§ Written task
Substitute "x-y pair" for each "coordinate pair" in the listing below and give all of it back with everything else unchanged. Leave the pictures out of your answer.

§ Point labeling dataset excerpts
## begin
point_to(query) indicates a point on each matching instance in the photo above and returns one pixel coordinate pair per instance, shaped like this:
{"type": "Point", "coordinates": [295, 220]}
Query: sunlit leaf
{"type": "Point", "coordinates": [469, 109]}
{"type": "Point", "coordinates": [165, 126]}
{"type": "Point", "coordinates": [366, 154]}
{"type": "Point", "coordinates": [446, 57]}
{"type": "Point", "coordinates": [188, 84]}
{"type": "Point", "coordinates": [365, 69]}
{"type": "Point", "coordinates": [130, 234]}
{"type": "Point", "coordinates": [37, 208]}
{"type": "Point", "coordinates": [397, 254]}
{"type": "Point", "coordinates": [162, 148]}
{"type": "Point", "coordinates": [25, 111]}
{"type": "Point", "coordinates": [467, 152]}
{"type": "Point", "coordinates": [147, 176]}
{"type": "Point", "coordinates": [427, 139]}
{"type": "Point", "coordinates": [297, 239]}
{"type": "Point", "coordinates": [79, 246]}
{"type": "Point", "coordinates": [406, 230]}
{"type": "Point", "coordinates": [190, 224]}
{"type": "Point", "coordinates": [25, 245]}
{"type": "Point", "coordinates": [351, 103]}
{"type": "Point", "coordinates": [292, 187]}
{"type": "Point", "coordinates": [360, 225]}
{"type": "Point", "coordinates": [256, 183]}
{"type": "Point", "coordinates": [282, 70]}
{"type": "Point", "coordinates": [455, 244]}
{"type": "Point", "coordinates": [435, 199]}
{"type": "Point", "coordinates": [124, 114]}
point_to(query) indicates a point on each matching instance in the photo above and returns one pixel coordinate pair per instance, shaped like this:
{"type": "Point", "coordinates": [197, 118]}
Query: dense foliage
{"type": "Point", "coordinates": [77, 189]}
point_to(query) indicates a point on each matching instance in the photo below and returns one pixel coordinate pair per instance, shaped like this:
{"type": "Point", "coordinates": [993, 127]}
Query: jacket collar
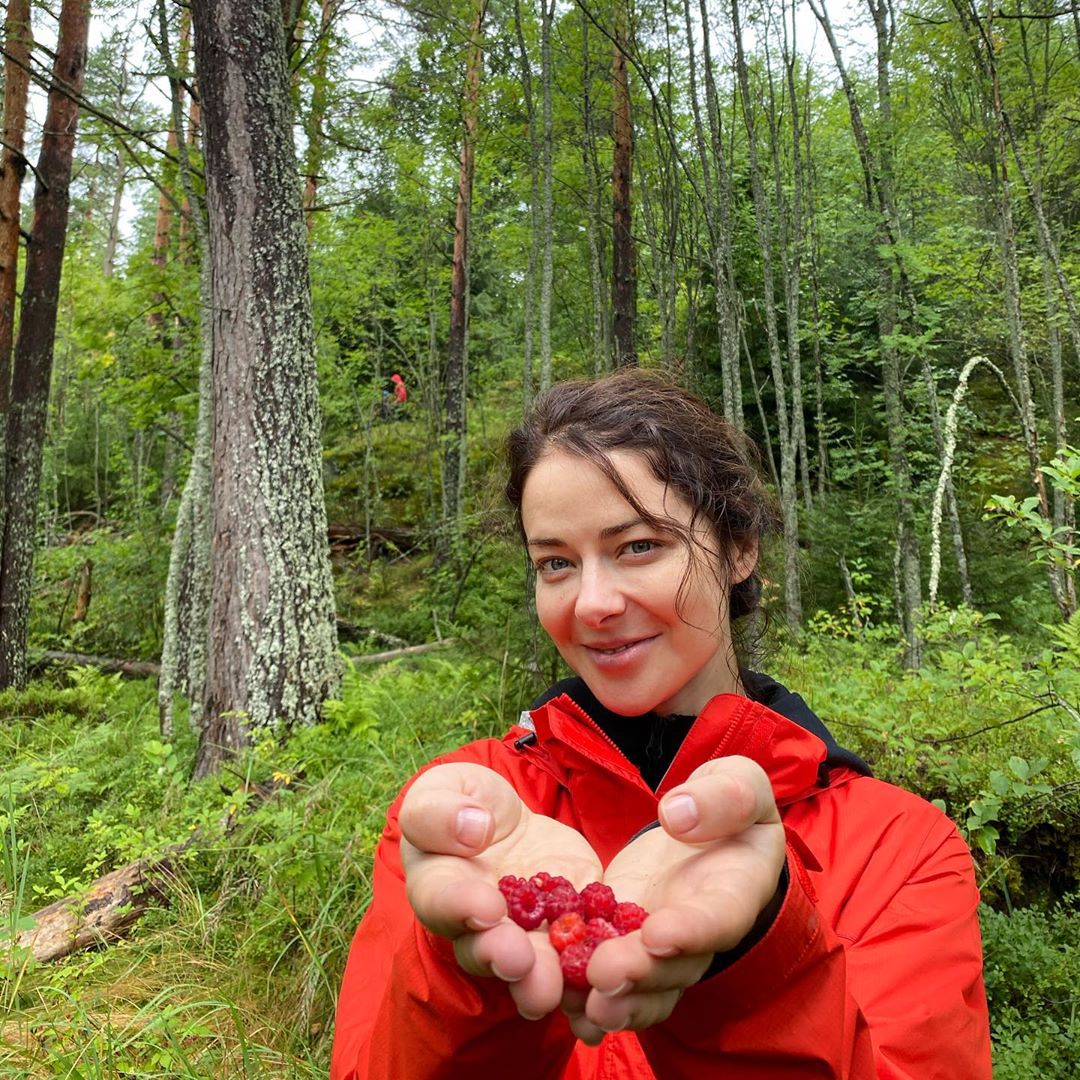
{"type": "Point", "coordinates": [609, 799]}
## end
§ Answer
point_to(query) indicates a point on each matching instance in the photo above and returns one pixel x-y pair per instance, shaped like this:
{"type": "Point", "coordinates": [295, 220]}
Query: sunlit leaf
{"type": "Point", "coordinates": [469, 109]}
{"type": "Point", "coordinates": [165, 126]}
{"type": "Point", "coordinates": [366, 154]}
{"type": "Point", "coordinates": [446, 57]}
{"type": "Point", "coordinates": [188, 84]}
{"type": "Point", "coordinates": [365, 69]}
{"type": "Point", "coordinates": [130, 234]}
{"type": "Point", "coordinates": [37, 208]}
{"type": "Point", "coordinates": [397, 254]}
{"type": "Point", "coordinates": [162, 148]}
{"type": "Point", "coordinates": [25, 111]}
{"type": "Point", "coordinates": [467, 152]}
{"type": "Point", "coordinates": [147, 176]}
{"type": "Point", "coordinates": [427, 139]}
{"type": "Point", "coordinates": [297, 239]}
{"type": "Point", "coordinates": [79, 246]}
{"type": "Point", "coordinates": [406, 230]}
{"type": "Point", "coordinates": [190, 224]}
{"type": "Point", "coordinates": [25, 245]}
{"type": "Point", "coordinates": [351, 103]}
{"type": "Point", "coordinates": [292, 187]}
{"type": "Point", "coordinates": [360, 225]}
{"type": "Point", "coordinates": [256, 183]}
{"type": "Point", "coordinates": [282, 70]}
{"type": "Point", "coordinates": [455, 244]}
{"type": "Point", "coordinates": [435, 199]}
{"type": "Point", "coordinates": [124, 114]}
point_to(query) indicates a point on each matching instance in the photo above and returns one pixel x-y pair per instance, shaped like this:
{"type": "Point", "coordinates": [197, 118]}
Query: dense foliage
{"type": "Point", "coordinates": [77, 189]}
point_to(query) indicates a point on each matching instance in the photo below and returns one pixel x-y pair per instance, shaped like this:
{"type": "Point", "coordinates": [993, 127]}
Query: jacket collar
{"type": "Point", "coordinates": [609, 799]}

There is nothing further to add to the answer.